====== 节选原文 ======

Hdu5517 Triple

Description

Given the finite multi-set \(A\) of \(n\) pairs of integers, an another finite multi-set \(B\) of \(m\) triples of integers, we define the product of \(A\) and \(B\) as a multi-set

\[C=A∗B=\lbrace \langle a,c,d \rangle \mid \langle a,b \rangle \in A, \langle c,d,e \rangle \in B \; and \; b=e \rbrace
\]

For each ⟨a,b,c⟩∈C, its BETTER set is defined as

\[BETTER_{C}(\langle a,b,c \rangle )=\lbrace \langle u,v,w \rangle \in C \mid \langle u,v,w \rangle \neq \langle a,b,c \rangle, u \ge a, v \ge b, w \ge c \rbrace
\]

As a multi-set of triples, we define the TOP subset (as a multi-set as well) of \(C\), denoted by \(TOP(C)\), as

\[TOP(C)=\lbrace \langle a,b,c \rangle \in C \mid BETTER_{C}(\langle a,b,c \rangle \rbrace ) = \phi
\]

You need to compute the size of \(TOP(C)\).

Input

The input contains several test cases. The first line of the input is a single integer \(t (1 \le t \le 10)\) which is the number of test case. Then \(t\) test cases follow.

Each test case contains three lines. The first line contains two integers \(n (1 \le n \le 10^{5})\) and \(m (1 \le m \le 10^{5})\) corresponding to the size of \(A\) and \(B\) respectively.

======

• 小题: 上面这道 Triple 题目的输入说明里，哪些变量给出了取值范围？请把这些变量和各自的范围都列出来。

====== 给定材料 ======

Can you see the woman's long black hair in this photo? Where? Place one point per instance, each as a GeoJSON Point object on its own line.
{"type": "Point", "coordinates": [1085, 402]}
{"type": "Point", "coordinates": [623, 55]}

======

• 参考答案:
t：1 ≤ t ≤ 10
n：1 ≤ n ≤ 10^5
m：1 ≤ m ≤ 10^5